Input for this task:
----------

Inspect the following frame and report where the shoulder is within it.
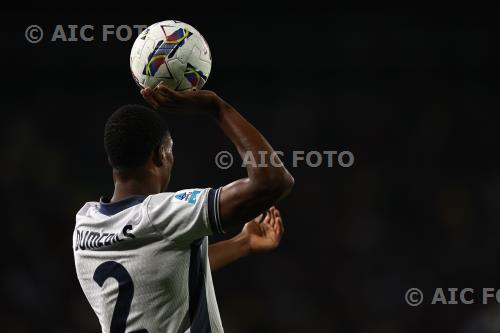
[76,201,99,218]
[146,188,211,209]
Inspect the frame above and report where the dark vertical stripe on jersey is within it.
[207,188,224,234]
[189,238,212,333]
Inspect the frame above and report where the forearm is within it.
[208,235,250,271]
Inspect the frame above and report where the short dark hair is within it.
[104,105,170,169]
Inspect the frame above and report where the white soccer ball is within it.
[130,20,212,91]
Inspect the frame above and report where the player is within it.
[73,85,294,333]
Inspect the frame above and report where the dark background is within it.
[0,7,500,333]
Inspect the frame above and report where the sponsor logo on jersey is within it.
[175,191,201,205]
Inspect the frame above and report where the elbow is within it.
[257,172,295,202]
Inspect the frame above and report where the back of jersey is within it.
[73,189,223,333]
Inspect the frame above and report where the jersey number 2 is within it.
[94,261,148,333]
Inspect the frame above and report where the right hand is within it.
[141,83,220,113]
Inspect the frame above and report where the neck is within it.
[111,170,162,202]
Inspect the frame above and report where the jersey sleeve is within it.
[147,188,224,244]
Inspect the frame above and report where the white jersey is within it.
[73,189,223,333]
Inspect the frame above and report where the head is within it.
[104,105,174,190]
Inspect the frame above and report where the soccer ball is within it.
[130,20,212,91]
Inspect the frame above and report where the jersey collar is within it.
[97,195,146,216]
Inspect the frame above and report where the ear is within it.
[153,144,167,167]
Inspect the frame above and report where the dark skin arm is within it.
[141,84,294,228]
[208,207,285,271]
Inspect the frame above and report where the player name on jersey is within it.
[75,224,135,251]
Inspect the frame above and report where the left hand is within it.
[239,206,285,253]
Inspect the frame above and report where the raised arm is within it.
[208,207,285,271]
[141,84,294,228]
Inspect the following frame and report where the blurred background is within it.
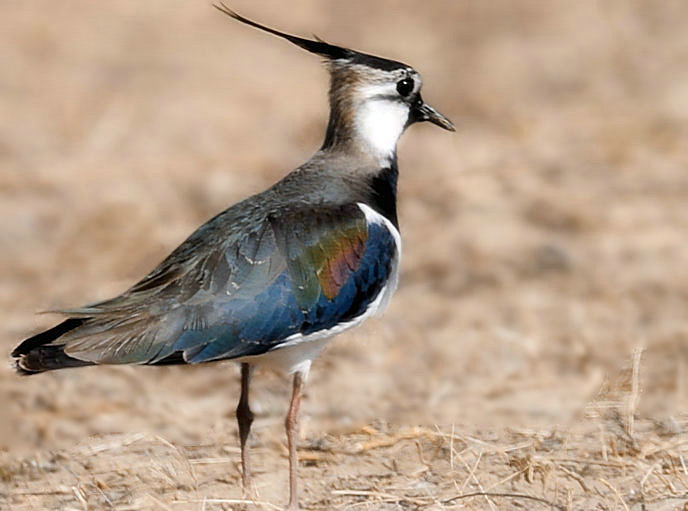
[0,0,688,509]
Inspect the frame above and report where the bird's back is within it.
[13,154,399,372]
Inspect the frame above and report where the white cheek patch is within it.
[355,97,409,163]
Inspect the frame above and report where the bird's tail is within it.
[11,318,93,375]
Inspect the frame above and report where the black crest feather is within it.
[213,2,356,60]
[213,2,409,71]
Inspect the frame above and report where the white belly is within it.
[237,203,401,379]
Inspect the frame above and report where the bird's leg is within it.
[284,372,303,511]
[237,363,253,494]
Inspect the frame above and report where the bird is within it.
[11,3,455,511]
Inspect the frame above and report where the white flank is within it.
[243,202,401,380]
[355,92,409,164]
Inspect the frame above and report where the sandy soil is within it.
[0,0,688,511]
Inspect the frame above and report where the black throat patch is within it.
[370,163,399,229]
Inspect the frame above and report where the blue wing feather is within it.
[174,208,397,363]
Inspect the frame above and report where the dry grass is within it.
[0,0,688,511]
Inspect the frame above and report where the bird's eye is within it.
[397,78,413,97]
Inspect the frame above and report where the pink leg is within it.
[284,373,303,511]
[236,364,253,495]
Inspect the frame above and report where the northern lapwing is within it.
[12,4,454,510]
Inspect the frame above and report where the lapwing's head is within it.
[215,4,454,164]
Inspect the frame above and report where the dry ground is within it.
[0,0,688,511]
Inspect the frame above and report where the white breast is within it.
[242,203,401,379]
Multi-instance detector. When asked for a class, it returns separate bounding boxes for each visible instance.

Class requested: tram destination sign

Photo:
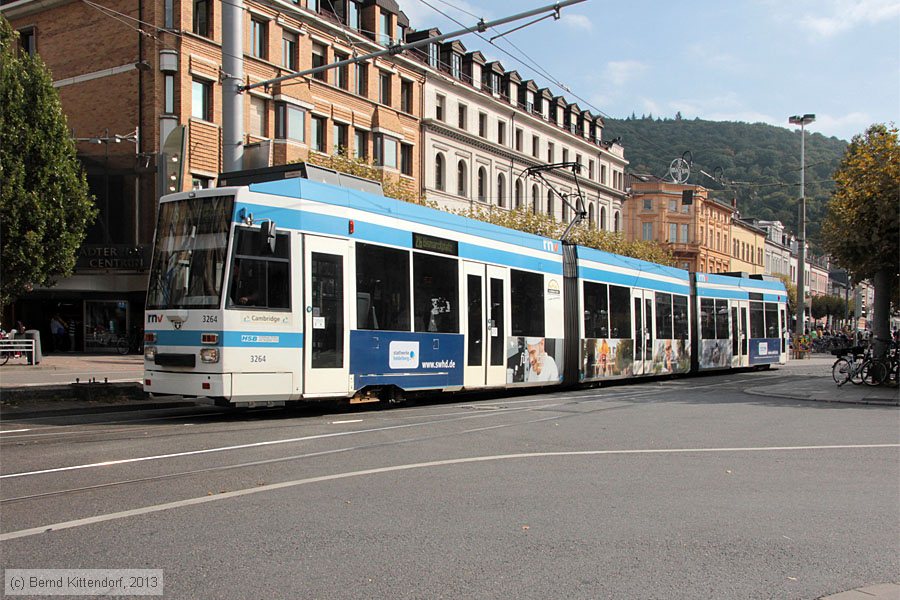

----------

Objective: Can you write out the lines starting at the first one and ending at the one containing "[75,224,135,251]", requests included, and add 21 to every bounding-box coordinate in the answers? Leave the pictures out.

Full response:
Inspect the following frame and report where the shoulder is within it.
[97,222,120,239]
[167,209,232,230]
Inspect the frame above and report where the dark vertical stripe on jersey is within it.
[228,209,245,255]
[210,259,233,354]
Inspect the frame above and report where the forearm is within it.
[229,256,271,292]
Inspect the frame above and report where the short dark hair is within it.
[125,126,191,190]
Inspect the frame above and report where the white soccer ball is within it.
[151,41,233,112]
Inspect the frame above and report where the player is within it.
[94,106,315,354]
Inspect the frame above and report where the dark background is within it.
[21,28,521,354]
Inspect the frame above and report where the sponsor logo on jersey is within it.
[196,212,222,226]
Inspect the frame above and report where the elbow is within it.
[278,193,316,223]
Inspect the frame above and report where the back of jersey is within it.
[94,210,244,354]
Inspect the frame above and report where the jersey number 2 is within it.
[115,282,169,354]
Inspect the frame above and report where the right hand is within it.
[162,104,241,134]
Inspect the frame above and report where the neck is within it.
[132,191,183,223]
Inspect the frame above and report where the jersey sleeve is within it.
[168,209,245,265]
Inspect the frame above and report where the white jersey is within it.
[94,210,244,354]
Inspect the frame above and report where the head is within it.
[125,126,195,211]
Inspect the frame above and report where the soccer ball is within it.
[151,41,233,112]
Inspect the frame above and report where the jersey collar is within it.
[118,216,167,237]
Inspect the frame above and report where the ear is within it.
[174,165,188,188]
Inspect the frame above and report where the dark skin arm is within it.
[162,105,315,249]
[229,228,306,292]
Inspect the frame above and report where the player name on jersey is within it.
[96,245,156,272]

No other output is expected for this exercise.